Please return every one of the items below word for word, with no line changed, added, or dropped.
#### Entries supplied
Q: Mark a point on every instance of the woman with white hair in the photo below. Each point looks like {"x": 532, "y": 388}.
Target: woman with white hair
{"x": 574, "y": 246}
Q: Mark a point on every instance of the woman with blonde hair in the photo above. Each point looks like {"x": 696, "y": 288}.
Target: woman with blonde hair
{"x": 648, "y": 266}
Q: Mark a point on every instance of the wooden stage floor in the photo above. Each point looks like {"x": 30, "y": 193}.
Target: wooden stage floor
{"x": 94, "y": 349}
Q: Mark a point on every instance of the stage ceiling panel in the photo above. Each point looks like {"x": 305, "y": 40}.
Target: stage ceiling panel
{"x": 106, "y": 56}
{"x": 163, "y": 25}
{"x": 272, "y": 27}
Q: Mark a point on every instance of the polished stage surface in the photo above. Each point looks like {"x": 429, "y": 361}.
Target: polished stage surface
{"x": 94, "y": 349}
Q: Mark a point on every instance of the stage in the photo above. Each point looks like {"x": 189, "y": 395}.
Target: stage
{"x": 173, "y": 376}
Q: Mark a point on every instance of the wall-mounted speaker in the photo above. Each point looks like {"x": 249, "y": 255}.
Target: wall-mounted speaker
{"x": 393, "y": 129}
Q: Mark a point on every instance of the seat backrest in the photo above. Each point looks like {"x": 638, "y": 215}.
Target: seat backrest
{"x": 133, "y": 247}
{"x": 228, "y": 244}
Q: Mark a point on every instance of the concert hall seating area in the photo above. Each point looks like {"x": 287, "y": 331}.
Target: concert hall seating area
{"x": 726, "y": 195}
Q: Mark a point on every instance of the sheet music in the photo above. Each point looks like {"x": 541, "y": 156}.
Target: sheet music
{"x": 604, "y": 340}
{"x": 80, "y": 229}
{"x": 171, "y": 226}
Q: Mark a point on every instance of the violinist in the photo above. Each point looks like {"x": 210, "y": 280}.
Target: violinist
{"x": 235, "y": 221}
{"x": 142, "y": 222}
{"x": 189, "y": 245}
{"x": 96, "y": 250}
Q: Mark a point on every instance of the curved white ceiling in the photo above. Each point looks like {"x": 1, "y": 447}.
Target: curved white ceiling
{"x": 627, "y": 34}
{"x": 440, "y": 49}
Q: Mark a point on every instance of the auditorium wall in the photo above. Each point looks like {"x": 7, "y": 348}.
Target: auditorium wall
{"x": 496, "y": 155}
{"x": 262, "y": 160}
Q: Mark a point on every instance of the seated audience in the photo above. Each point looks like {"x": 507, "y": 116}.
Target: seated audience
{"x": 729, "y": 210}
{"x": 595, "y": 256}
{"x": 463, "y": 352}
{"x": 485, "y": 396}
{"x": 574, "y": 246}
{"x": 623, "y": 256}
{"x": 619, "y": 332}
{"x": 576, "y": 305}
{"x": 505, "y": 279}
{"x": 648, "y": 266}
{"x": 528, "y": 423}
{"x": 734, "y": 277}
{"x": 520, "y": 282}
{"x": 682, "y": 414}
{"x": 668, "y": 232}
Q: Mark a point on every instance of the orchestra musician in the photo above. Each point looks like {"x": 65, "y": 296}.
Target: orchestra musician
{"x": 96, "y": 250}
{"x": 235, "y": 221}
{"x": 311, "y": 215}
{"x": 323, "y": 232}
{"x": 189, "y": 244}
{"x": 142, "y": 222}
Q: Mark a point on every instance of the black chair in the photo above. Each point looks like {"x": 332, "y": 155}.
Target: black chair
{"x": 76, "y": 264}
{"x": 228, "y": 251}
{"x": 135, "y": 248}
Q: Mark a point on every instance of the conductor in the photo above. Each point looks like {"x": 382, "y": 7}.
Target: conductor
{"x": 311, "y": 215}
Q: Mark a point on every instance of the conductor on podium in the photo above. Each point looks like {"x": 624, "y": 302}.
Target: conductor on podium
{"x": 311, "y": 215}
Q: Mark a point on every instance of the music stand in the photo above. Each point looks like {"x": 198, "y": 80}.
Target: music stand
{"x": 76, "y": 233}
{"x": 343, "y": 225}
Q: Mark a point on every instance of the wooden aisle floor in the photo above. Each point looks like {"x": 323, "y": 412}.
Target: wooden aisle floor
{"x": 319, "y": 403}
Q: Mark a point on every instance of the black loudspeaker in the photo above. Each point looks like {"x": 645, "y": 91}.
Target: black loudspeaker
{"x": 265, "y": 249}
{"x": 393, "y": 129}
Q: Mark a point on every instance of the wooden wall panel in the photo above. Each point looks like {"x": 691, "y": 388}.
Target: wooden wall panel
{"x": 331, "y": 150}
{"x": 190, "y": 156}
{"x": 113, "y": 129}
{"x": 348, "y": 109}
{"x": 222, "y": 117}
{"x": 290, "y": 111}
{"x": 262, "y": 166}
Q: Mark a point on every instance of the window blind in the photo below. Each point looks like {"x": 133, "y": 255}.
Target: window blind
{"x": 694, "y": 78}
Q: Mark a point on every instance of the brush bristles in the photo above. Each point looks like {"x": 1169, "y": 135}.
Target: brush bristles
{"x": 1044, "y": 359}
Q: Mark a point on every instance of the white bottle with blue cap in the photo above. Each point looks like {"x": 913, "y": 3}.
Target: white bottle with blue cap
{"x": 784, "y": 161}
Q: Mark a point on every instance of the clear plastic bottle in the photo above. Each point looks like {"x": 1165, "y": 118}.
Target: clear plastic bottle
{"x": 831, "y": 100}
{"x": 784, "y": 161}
########
- Full response:
Q: Mark a point on every instance of the woman with white hair in the photo below. Each point looks like {"x": 532, "y": 388}.
Target: woman with white hair
{"x": 574, "y": 246}
Q: Mark a point on every instance of the woman with blonde hair in the photo above. Each point looks like {"x": 696, "y": 288}.
Target: woman with blonde hair
{"x": 648, "y": 266}
Q: Mark a point on every instance of the wooden stage floor in the photo above. Each point looks like {"x": 30, "y": 193}.
Target: wooden stage floor
{"x": 94, "y": 349}
Q: Mark a point on every instance of the stage ceiling panel in the photo above. Each point looks like {"x": 305, "y": 40}.
Target: stage ceiling panel
{"x": 106, "y": 56}
{"x": 163, "y": 25}
{"x": 272, "y": 27}
Q: Mark a point on every instance of the polished stage surface in the photo above. Each point looks like {"x": 429, "y": 361}.
Target: polished stage surface
{"x": 94, "y": 349}
Q: Mark a point on every instance of the stage in the photo above. Each point looks like {"x": 189, "y": 395}.
Target: stage
{"x": 173, "y": 376}
Q: Mark a point on every instance of the wall-mounted speaker in the photo above. Each point looks like {"x": 249, "y": 255}.
Target: wall-mounted speaker
{"x": 393, "y": 129}
Q: Mark a point on every instance of the seat backrest in the photo above. Each point looks like {"x": 638, "y": 215}.
Target: seat backrest
{"x": 133, "y": 247}
{"x": 228, "y": 244}
Q: Mark a point on every instance of the concert hall seating area in the photo above. Each point looks like {"x": 287, "y": 331}.
Target: concert hall seating area
{"x": 726, "y": 195}
Q: Mark a point on every instance of the sheet music in the photo above. Each point looks like {"x": 541, "y": 156}.
Target: sheet music
{"x": 604, "y": 340}
{"x": 80, "y": 229}
{"x": 171, "y": 226}
Q: Mark a point on every instance of the violinist in the photo above. Each point looks like {"x": 210, "y": 280}.
Target: violinist
{"x": 235, "y": 221}
{"x": 142, "y": 222}
{"x": 189, "y": 245}
{"x": 96, "y": 250}
Q: Mark a point on every instance of the curved white ceiling in the photo above. Each point looks like {"x": 1, "y": 447}.
Target: curved white ceiling
{"x": 627, "y": 34}
{"x": 440, "y": 49}
Q: Mark a point on every instance of the auditorium wall in the photo above. Each point looks like {"x": 7, "y": 348}.
Target: auditorium wall
{"x": 496, "y": 155}
{"x": 262, "y": 160}
Q: Mark a point on every instance of the seated audience in the photo above. Each point looks like {"x": 507, "y": 116}.
Target: seated audience
{"x": 729, "y": 210}
{"x": 595, "y": 256}
{"x": 463, "y": 352}
{"x": 485, "y": 396}
{"x": 574, "y": 246}
{"x": 623, "y": 256}
{"x": 619, "y": 332}
{"x": 576, "y": 305}
{"x": 505, "y": 279}
{"x": 648, "y": 266}
{"x": 528, "y": 423}
{"x": 734, "y": 277}
{"x": 520, "y": 282}
{"x": 682, "y": 414}
{"x": 668, "y": 232}
Q: Mark a point on every instance of the orchestra musician in the photo above. Each point looks like {"x": 65, "y": 296}.
Target: orchestra musician
{"x": 96, "y": 250}
{"x": 235, "y": 221}
{"x": 311, "y": 215}
{"x": 323, "y": 232}
{"x": 189, "y": 244}
{"x": 142, "y": 222}
Q: Mark a point on every instance of the black chair in the photo above. Each point looks like {"x": 332, "y": 155}.
Target: black chair
{"x": 76, "y": 264}
{"x": 228, "y": 251}
{"x": 135, "y": 248}
Q: Mark a point on every instance of the conductor in the photo above. Each point looks like {"x": 382, "y": 7}.
Target: conductor
{"x": 311, "y": 215}
Q: Mark a point on every instance of the conductor on podium in the photo above. Each point looks like {"x": 624, "y": 302}.
Target: conductor on podium
{"x": 311, "y": 215}
Q: Mark a point on every instance of the music stand in the photo above. Each point looks like {"x": 198, "y": 80}.
Target: music stand
{"x": 76, "y": 233}
{"x": 343, "y": 225}
Q: Mark a point on every instance of the wooden aisle floor in the photo above. Each point looks like {"x": 323, "y": 412}.
Target: wooden aisle floor
{"x": 319, "y": 403}
Q: Mark a point on every instance of the black loudspeaker in the photo above. Each point looks like {"x": 645, "y": 91}.
Target: black loudspeaker
{"x": 265, "y": 249}
{"x": 393, "y": 129}
Q: Mark a point on every instance of the wooden wall panel in the photo above. Each point looks like {"x": 691, "y": 388}.
Target: wooden wall panel
{"x": 331, "y": 150}
{"x": 190, "y": 156}
{"x": 113, "y": 129}
{"x": 348, "y": 109}
{"x": 222, "y": 117}
{"x": 290, "y": 111}
{"x": 262, "y": 166}
Q: Mark a point on every instance of the window blind in the photo below. Each point looks like {"x": 133, "y": 255}.
Target: window blind
{"x": 694, "y": 78}
Q: Mark a point on every instance of the brush bristles in the photo above. Each point looks like {"x": 1169, "y": 135}.
Target: brush bristles
{"x": 1044, "y": 359}
Q: Mark a point on every instance of the white bottle with blue cap in the photo above. Each point looks like {"x": 913, "y": 3}.
Target: white bottle with blue cap
{"x": 784, "y": 161}
Q: Mark a point on every instance of the clear plastic bottle in the photo above. Each point looks like {"x": 1165, "y": 118}.
Target: clear plastic bottle
{"x": 831, "y": 100}
{"x": 784, "y": 161}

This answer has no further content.